## TEXT TO READ:
########################################
The various states of the system and the functions of the different components are described in more detail in the following:

IDLE:: The system is waiting for a start pulse on the input $s w$ . Once a pulse is observed, the system shifts a one into $S R_{1}$ and transitions into state READ.
READ:: This state is executed for a total of w clock cycles. In every clock cycle, a zero is shifted into $S R_{0}$ and $S R_{3}$ to clear both of them should they still contain any ones from the previous run. Also, in every of the w clock cycles, a bit from the binary counter value b is read in through the input $i n p$ and shifted into $S R_{1}$ . Whenever a one is shifted into $S R_{1}$ , a one is also shifted into $S R_{2}$ to keep track of the number of ones inside $S R_{1}$ . In the last clock cycle of this state, the one that was shifted in the IDLE state into $S R_{1}$ appears at its least significant bit position and triggers a transition into state PRE.
########################################
## GIVEN DATA:
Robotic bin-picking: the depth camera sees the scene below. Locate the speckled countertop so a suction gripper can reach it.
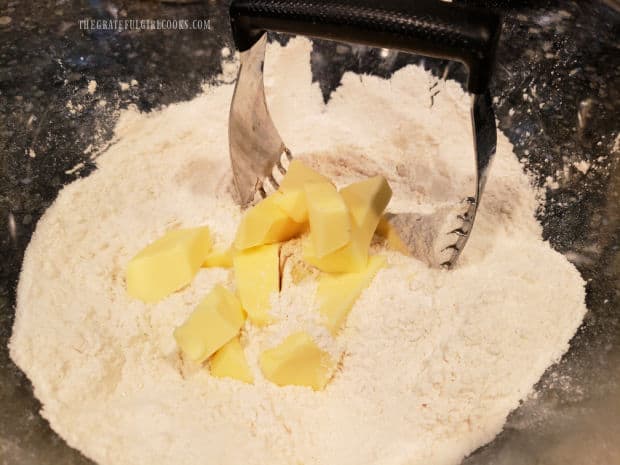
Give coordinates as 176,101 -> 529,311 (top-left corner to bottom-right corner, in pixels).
########################################
## TASK REQUIREMENTS:
a - Using the state-machine description, mark each statement yes or no, and quote the words of the text that decide it: (i) the system leaves IDLE without waiting for any pulse; (ii) the READ state runs for a total of w clock cycles; (iii) in READ, zeros are shifted into two registers only during the first clock cycle.
b - According to the state-machine description, why does the READ state shift a zero into SR_0 and SR_3 in each of its clock cycles?

## COMPLETED EXERCISE:
a -
(i) No: "Once a pulse is observed"
(ii) Yes: "This state is executed for a total of w clock cycles."
(iii) No: "In every clock cycle, a zero is shifted into"

b - It clears both registers in case they still contain ones from the previous run.